**Page**
..............................

"Christianity is the story of how the rightful king has landed, you might say landed in disguise, and is calling us all to take part in a great campaign of sabotage."

- C. S. Lewis
Segregated On Sunday, Part 1

For the men and women of Reverend Wright’s generation, the memories of humiliation and doubt and fear have not gone away; nor has the anger and the bitterness of those years. That anger may not get expressed in public, in front of white co-workers or white friends. But it does find voice in the barbershop or around the kitchen table. At times, that anger is exploited by politicians, to gin up votes along racial lines, or to make up for a politician’s own failings.

And occasionally it finds voice in the church on Sunday morning, in the pulpit and in the pews. The fact that so many people are surprised to hear that anger in some of Reverend Wright’s sermons simply reminds us of the old truism that the most segregated hour in American life occurs on Sunday morning.- Barack Obama on 3-18-08


You people know a lot. So what I share here may not be news to you. But I had some experiences in the great city of Nashville that illuminate the words above for me, so in case it helps, I'll share them here.

..............................

**Task to complete**
Reproduce the passage of the post on Sunday segregation starting at "- C. S. Lewis" and ending at "politician’s own failings.". The material that follows has no connection to the post on Sunday segregation.

**Given information**

..............................

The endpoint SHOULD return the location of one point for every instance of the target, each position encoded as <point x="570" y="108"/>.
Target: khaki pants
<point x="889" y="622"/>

..............................

**Completed task**
- C. S. Lewis
Segregated On Sunday, Part 1

For the men and women of Reverend Wright’s generation, the memories of humiliation and doubt and fear have not gone away; nor has the anger and the bitterness of those years. That anger may not get expressed in public, in front of white co-workers or white friends. But it does find voice in the barbershop or around the kitchen table. At times, that anger is exploited by politicians, to gin up votes along racial lines, or to make up for a politician’s own failings.